#### [Task statement]
Please rewrite the records starting with the line containing "Can you find the hood" and going on through the line containing "pixel 409 92", swapping "dark cap" for "black cap" and leaving everything else unchanged.

-- Task data start --

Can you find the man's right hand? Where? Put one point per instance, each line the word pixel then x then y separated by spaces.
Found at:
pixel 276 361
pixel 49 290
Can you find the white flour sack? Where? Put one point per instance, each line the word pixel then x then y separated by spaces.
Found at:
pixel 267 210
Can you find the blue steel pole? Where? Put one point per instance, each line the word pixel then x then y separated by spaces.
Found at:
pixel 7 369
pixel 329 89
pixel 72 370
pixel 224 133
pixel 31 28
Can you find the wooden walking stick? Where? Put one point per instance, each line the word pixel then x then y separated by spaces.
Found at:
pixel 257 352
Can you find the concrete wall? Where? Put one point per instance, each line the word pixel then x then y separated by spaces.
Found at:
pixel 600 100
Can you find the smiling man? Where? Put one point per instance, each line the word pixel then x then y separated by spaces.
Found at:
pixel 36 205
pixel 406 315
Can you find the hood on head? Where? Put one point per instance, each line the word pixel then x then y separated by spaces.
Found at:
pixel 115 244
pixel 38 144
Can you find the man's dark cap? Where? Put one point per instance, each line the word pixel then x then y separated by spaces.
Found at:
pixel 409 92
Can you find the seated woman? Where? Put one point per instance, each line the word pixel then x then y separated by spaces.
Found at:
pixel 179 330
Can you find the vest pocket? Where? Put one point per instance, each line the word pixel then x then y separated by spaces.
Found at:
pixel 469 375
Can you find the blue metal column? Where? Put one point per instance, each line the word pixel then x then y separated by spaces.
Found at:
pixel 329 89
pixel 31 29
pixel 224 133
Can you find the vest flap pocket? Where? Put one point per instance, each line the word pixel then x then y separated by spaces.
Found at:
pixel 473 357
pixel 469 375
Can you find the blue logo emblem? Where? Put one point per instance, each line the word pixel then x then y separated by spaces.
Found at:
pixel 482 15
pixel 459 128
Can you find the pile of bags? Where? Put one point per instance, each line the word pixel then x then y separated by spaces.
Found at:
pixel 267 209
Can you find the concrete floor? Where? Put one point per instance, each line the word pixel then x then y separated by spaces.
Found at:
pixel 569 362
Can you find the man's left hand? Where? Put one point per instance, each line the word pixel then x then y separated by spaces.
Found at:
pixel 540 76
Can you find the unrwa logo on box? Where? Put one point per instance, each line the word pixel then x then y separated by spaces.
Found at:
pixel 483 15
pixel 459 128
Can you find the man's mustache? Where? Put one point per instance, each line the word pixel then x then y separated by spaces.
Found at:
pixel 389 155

-- Task data end --

#### [Right answer]
Can you find the hood on head? Where? Put one point per instance, each line the word pixel then x then y separated by spaces.
Found at:
pixel 115 244
pixel 38 144
Can you find the man's black cap? Where? Put one point per instance, each line the word pixel then x then y separated by spaces.
Found at:
pixel 409 92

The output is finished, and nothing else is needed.